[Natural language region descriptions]
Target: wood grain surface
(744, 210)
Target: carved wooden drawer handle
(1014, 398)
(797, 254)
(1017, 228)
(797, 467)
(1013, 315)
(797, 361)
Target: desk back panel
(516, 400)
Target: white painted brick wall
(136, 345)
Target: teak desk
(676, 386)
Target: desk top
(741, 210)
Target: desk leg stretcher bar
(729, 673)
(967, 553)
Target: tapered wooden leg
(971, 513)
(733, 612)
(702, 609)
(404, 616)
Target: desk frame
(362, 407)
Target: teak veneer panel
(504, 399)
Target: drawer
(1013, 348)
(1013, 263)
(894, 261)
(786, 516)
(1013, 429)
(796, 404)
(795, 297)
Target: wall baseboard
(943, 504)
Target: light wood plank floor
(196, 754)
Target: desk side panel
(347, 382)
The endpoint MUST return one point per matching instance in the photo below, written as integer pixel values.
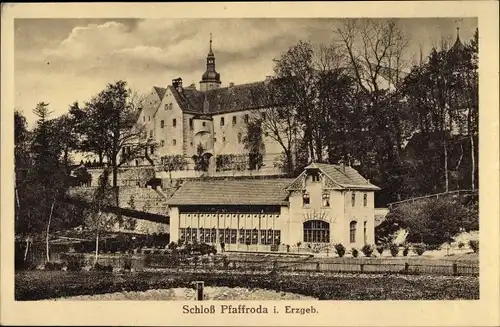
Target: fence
(264, 265)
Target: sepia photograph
(244, 159)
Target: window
(317, 231)
(352, 232)
(326, 200)
(305, 199)
(365, 236)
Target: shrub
(51, 265)
(99, 267)
(127, 265)
(474, 245)
(340, 249)
(419, 248)
(394, 248)
(75, 263)
(367, 250)
(406, 250)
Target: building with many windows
(180, 119)
(325, 204)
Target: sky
(60, 61)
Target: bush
(75, 263)
(394, 248)
(99, 267)
(127, 265)
(340, 249)
(406, 250)
(367, 250)
(51, 265)
(419, 248)
(474, 245)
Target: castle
(179, 119)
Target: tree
(201, 159)
(104, 196)
(254, 143)
(108, 127)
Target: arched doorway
(316, 231)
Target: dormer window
(326, 200)
(306, 201)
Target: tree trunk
(27, 248)
(48, 228)
(473, 159)
(446, 166)
(96, 247)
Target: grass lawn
(37, 285)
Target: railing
(436, 195)
(287, 265)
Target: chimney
(177, 84)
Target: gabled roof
(160, 91)
(342, 178)
(232, 192)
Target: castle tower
(458, 46)
(210, 78)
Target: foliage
(406, 250)
(394, 248)
(44, 285)
(201, 160)
(474, 245)
(233, 162)
(174, 162)
(254, 143)
(367, 250)
(339, 249)
(432, 222)
(108, 127)
(419, 248)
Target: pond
(186, 294)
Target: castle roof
(343, 177)
(221, 100)
(232, 192)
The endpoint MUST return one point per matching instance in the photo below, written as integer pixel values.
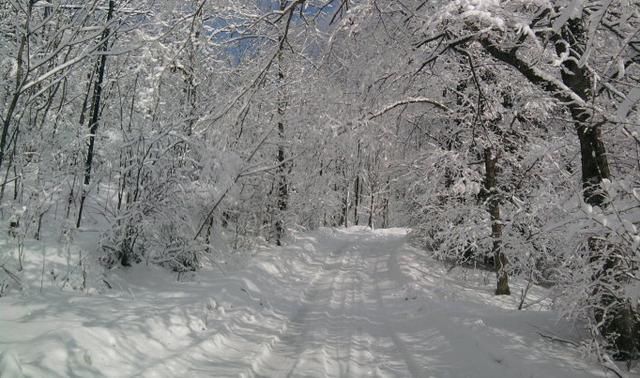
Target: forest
(503, 134)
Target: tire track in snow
(286, 352)
(412, 366)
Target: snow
(333, 303)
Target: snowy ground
(350, 303)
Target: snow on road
(350, 303)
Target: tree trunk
(95, 112)
(493, 207)
(282, 188)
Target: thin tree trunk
(95, 112)
(493, 207)
(282, 189)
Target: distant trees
(180, 129)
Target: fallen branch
(411, 100)
(12, 275)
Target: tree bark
(95, 112)
(493, 207)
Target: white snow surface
(333, 303)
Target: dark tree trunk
(282, 187)
(95, 111)
(493, 207)
(595, 166)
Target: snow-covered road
(343, 327)
(334, 303)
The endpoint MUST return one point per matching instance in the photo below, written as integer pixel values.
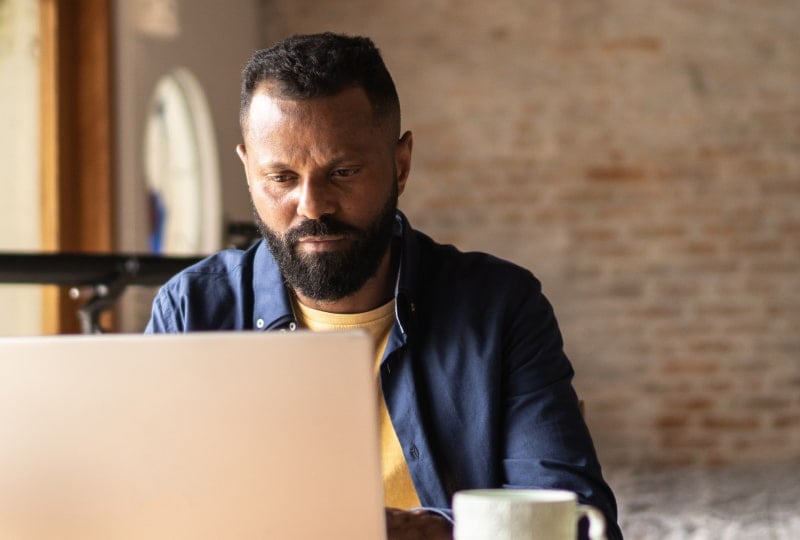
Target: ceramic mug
(522, 514)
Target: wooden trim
(76, 139)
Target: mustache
(324, 226)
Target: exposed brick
(699, 367)
(730, 422)
(616, 173)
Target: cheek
(275, 209)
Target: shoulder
(450, 267)
(224, 266)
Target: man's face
(324, 178)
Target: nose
(316, 198)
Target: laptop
(208, 435)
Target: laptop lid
(205, 435)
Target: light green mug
(522, 514)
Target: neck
(378, 290)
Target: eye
(280, 178)
(344, 173)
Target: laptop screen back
(210, 435)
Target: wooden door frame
(76, 135)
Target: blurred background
(641, 158)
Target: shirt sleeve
(547, 443)
(163, 317)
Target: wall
(153, 37)
(643, 159)
(21, 311)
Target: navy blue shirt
(474, 375)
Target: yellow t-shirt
(398, 487)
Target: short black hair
(322, 65)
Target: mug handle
(597, 522)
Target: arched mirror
(181, 168)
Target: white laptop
(208, 435)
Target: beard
(331, 276)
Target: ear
(242, 152)
(402, 159)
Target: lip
(320, 243)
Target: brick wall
(643, 159)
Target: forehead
(346, 116)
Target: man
(476, 389)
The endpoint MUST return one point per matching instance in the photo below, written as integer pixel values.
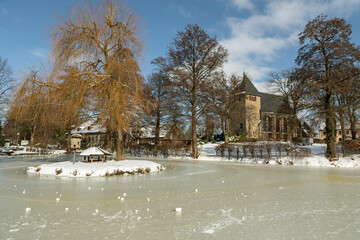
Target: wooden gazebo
(94, 154)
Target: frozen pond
(232, 201)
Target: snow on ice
(109, 168)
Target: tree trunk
(68, 145)
(157, 130)
(226, 135)
(353, 127)
(342, 126)
(120, 148)
(330, 128)
(193, 133)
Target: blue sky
(261, 35)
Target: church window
(252, 98)
(264, 124)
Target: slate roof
(247, 86)
(269, 102)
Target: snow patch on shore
(100, 169)
(316, 159)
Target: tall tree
(101, 41)
(193, 56)
(326, 59)
(158, 83)
(6, 84)
(28, 105)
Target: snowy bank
(98, 169)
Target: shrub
(236, 138)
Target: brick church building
(259, 115)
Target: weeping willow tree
(100, 43)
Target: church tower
(246, 107)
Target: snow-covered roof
(149, 132)
(89, 127)
(94, 151)
(338, 126)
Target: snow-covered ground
(109, 168)
(316, 159)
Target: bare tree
(101, 41)
(286, 84)
(6, 85)
(193, 56)
(326, 59)
(220, 94)
(158, 83)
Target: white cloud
(39, 52)
(243, 4)
(257, 40)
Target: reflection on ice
(225, 201)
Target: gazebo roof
(94, 151)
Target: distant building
(259, 115)
(338, 132)
(168, 133)
(93, 134)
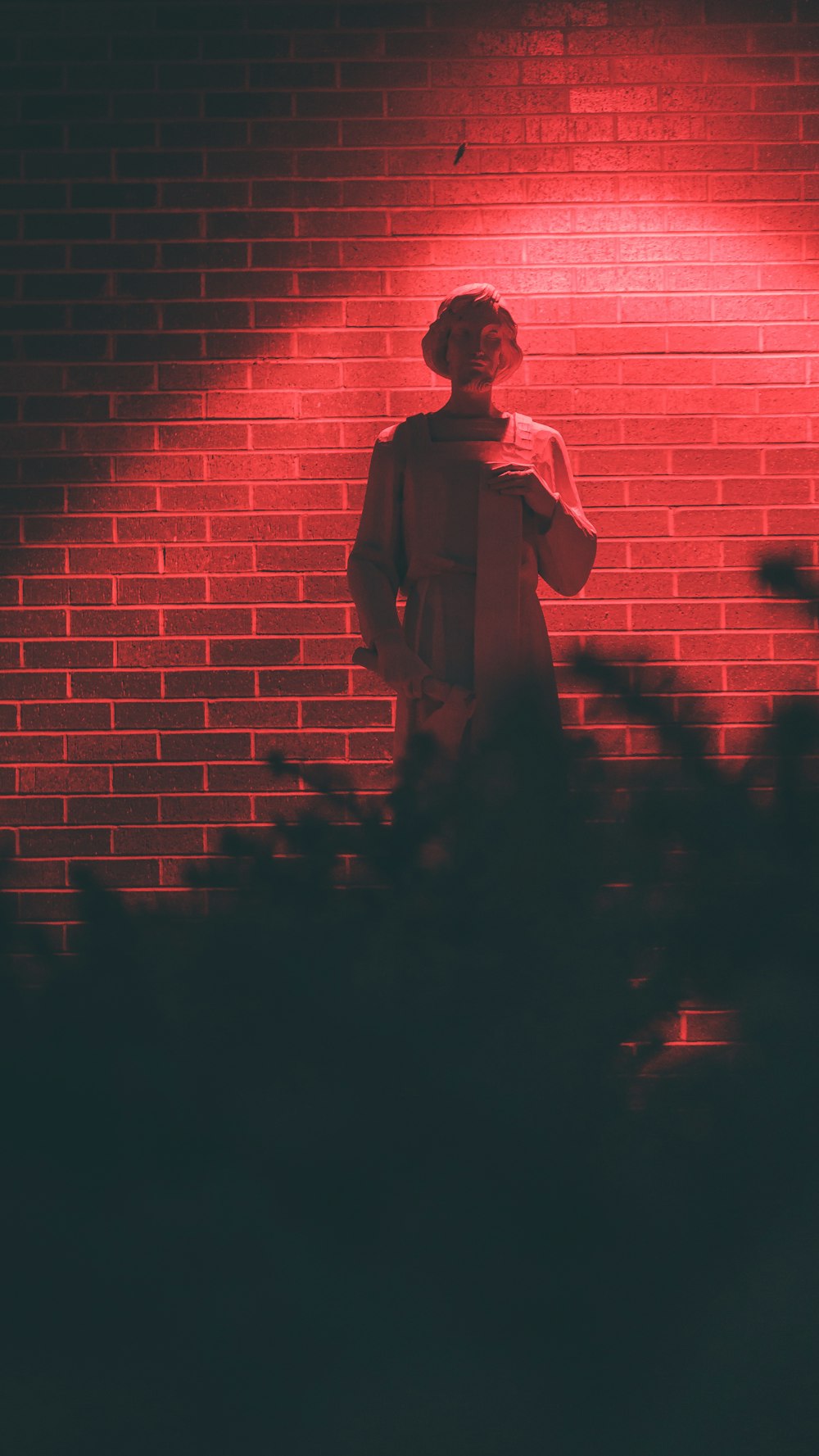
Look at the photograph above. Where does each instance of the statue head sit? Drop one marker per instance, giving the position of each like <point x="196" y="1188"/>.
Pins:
<point x="481" y="302"/>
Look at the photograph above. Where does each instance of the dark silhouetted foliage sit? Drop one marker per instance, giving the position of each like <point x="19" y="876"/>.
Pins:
<point x="406" y="1165"/>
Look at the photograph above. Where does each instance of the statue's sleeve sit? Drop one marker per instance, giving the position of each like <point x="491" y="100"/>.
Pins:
<point x="566" y="547"/>
<point x="377" y="562"/>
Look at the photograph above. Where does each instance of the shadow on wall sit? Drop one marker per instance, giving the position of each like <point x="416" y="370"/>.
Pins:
<point x="412" y="1167"/>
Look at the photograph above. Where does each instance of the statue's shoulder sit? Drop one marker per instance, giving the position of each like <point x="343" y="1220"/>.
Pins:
<point x="396" y="434"/>
<point x="540" y="436"/>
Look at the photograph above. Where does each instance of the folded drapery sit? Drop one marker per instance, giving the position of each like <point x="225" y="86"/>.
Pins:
<point x="432" y="515"/>
<point x="496" y="626"/>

[EXERCISE OBJECTIVE]: This exercise asks for the data above to be given again exactly, without pictures.

[RESULT OF THIS TASK]:
Target: wood grain surface
(744, 210)
Target: carved wooden drawer handle
(1014, 398)
(797, 254)
(1017, 228)
(797, 467)
(1013, 315)
(797, 361)
Target: desk back panel
(516, 400)
Target: white painted brick wall
(136, 345)
Target: teak desk
(676, 386)
Target: desk top
(741, 210)
Target: desk leg stretcher bar
(729, 673)
(967, 553)
Target: tapered wooden leg
(971, 513)
(733, 612)
(702, 609)
(404, 616)
Target: desk frame
(362, 407)
Target: teak veneer panel
(504, 399)
Target: drawer
(1013, 348)
(1013, 263)
(894, 261)
(786, 516)
(1013, 429)
(796, 404)
(795, 297)
Target: wall baseboard
(943, 504)
Target: light wood plank floor
(196, 754)
Target: desk side panel
(347, 382)
The endpoint MUST return one point per matching instance in the photo below, written as integer pixel values.
Target: fence
(264, 265)
Target: sepia photograph
(244, 159)
Target: window
(317, 231)
(352, 232)
(326, 200)
(305, 199)
(365, 236)
Target: shrub
(51, 265)
(99, 267)
(127, 265)
(474, 245)
(340, 249)
(419, 248)
(394, 248)
(75, 263)
(367, 250)
(406, 250)
Target: building with many windows
(180, 119)
(325, 204)
Target: sky
(60, 61)
Target: bush
(75, 263)
(394, 248)
(99, 267)
(127, 265)
(340, 249)
(406, 250)
(367, 250)
(51, 265)
(419, 248)
(474, 245)
Target: castle
(179, 119)
Target: tree
(201, 159)
(104, 196)
(254, 143)
(108, 127)
Target: arched doorway
(316, 231)
Target: dormer window
(326, 200)
(306, 201)
Target: tree trunk
(27, 248)
(48, 228)
(473, 159)
(446, 166)
(96, 247)
Target: grass lawn
(37, 285)
Target: railing
(436, 195)
(287, 265)
Target: chimney
(177, 84)
Target: gabled roof
(160, 91)
(342, 178)
(232, 192)
Target: castle tower
(458, 46)
(210, 78)
Target: foliage
(406, 250)
(394, 248)
(44, 285)
(201, 160)
(474, 245)
(233, 162)
(174, 162)
(254, 143)
(367, 250)
(339, 249)
(432, 222)
(108, 127)
(419, 248)
Target: pond
(186, 294)
Target: castle roof
(343, 177)
(221, 100)
(232, 192)
The endpoint MUST return one point per matching instance in the photo below, written as integer pixel values.
Target: forest
(503, 134)
Target: tire track in snow
(286, 352)
(412, 366)
Target: snow
(333, 303)
Target: snowy ground
(350, 303)
Target: snow on road
(350, 303)
Target: tree trunk
(95, 112)
(493, 207)
(282, 188)
Target: thin tree trunk
(95, 112)
(493, 207)
(282, 189)
Target: distant trees
(180, 129)
Target: fallen branch
(411, 100)
(12, 275)
Target: tree bark
(95, 112)
(493, 207)
Target: white snow surface
(333, 303)
Target: dark tree trunk
(282, 187)
(95, 111)
(493, 207)
(595, 166)
Target: snow-covered road
(343, 327)
(334, 303)
The endpoint MUST return one point per matching instance in the photo below, written as integer pixel values.
Target: ceramic mug
(522, 514)
Target: wooden trim
(76, 139)
Target: mustache
(324, 226)
Target: exposed brick
(699, 367)
(730, 422)
(616, 173)
Target: cheek
(275, 209)
Target: shoulder
(450, 267)
(224, 266)
Target: man's face
(324, 178)
Target: nose
(316, 198)
Target: laptop
(208, 435)
Target: laptop lid
(205, 435)
Target: light green mug
(522, 514)
Target: neck
(378, 290)
Target: eye
(280, 178)
(344, 173)
Target: laptop screen back
(210, 435)
Target: wooden door frame
(76, 135)
Target: blurred background
(641, 158)
Target: shirt sleeve
(547, 443)
(163, 317)
Target: wall
(153, 37)
(643, 159)
(21, 311)
Target: navy blue shirt
(474, 375)
Target: yellow t-shirt
(398, 487)
Target: short black hair
(322, 65)
Target: mug handle
(597, 522)
Target: arched mirror
(181, 168)
Target: white laptop
(208, 435)
Target: beard
(331, 276)
Target: ear
(242, 152)
(402, 159)
Target: lip
(320, 243)
Target: brick wall
(643, 159)
Target: forehead
(346, 116)
Target: man
(476, 389)
The endpoint MUST return one point per matching instance in the photo below, written as integer pixel values.
Target: wooden gazebo
(94, 154)
Target: frozen pond
(232, 201)
Target: snow on ice
(109, 168)
Target: tree trunk
(68, 145)
(157, 130)
(226, 135)
(353, 127)
(342, 126)
(120, 148)
(330, 128)
(193, 133)
Target: blue sky
(261, 35)
Target: church window
(252, 98)
(264, 124)
Target: slate roof
(247, 86)
(269, 102)
Target: snow patch on shore
(100, 169)
(316, 159)
Target: tall tree
(101, 41)
(193, 56)
(326, 59)
(158, 83)
(6, 84)
(28, 105)
Target: snowy bank
(98, 169)
Target: shrub
(236, 138)
Target: brick church building
(259, 115)
Target: weeping willow tree
(100, 43)
Target: church tower
(246, 107)
Target: snow-covered roof
(149, 132)
(89, 127)
(94, 151)
(338, 126)
Target: snow-covered ground
(109, 168)
(316, 159)
Target: bare tree
(101, 41)
(286, 84)
(6, 85)
(193, 56)
(326, 59)
(220, 94)
(158, 83)
Target: white cloud
(39, 52)
(243, 4)
(257, 40)
Target: reflection on ice
(225, 201)
Target: gazebo roof
(94, 151)
Target: distant building
(259, 115)
(338, 132)
(168, 133)
(93, 134)
Look at the photograph above. Where does each instance of the statue head sit? Drop one marker per instance, giving the position of each like <point x="196" y="1188"/>.
Pins:
<point x="481" y="302"/>
Look at the photograph above. Where does each instance of the dark silhouetted foliage sit? Drop one marker per instance, giving the position of each like <point x="19" y="876"/>.
Pins:
<point x="406" y="1165"/>
Look at the photograph above. Where does each instance of the statue's sleeve sit? Drop one marker per instance, giving the position of each like <point x="491" y="100"/>.
Pins:
<point x="566" y="547"/>
<point x="377" y="562"/>
Look at the photograph above. Where does each instance of the shadow on wall sit? Drop one marker per instance, giving the position of each like <point x="416" y="370"/>.
Pins:
<point x="412" y="1167"/>
Look at the photograph above. Where does each instance of the statue's shoulder sit? Drop one marker per instance, giving the position of each like <point x="343" y="1220"/>.
Pins:
<point x="396" y="434"/>
<point x="540" y="436"/>
Look at the photograph above. Where does each instance of the folded drapery sit? Drop one marker per instance, giving the position of each like <point x="225" y="86"/>.
Pins:
<point x="432" y="515"/>
<point x="496" y="626"/>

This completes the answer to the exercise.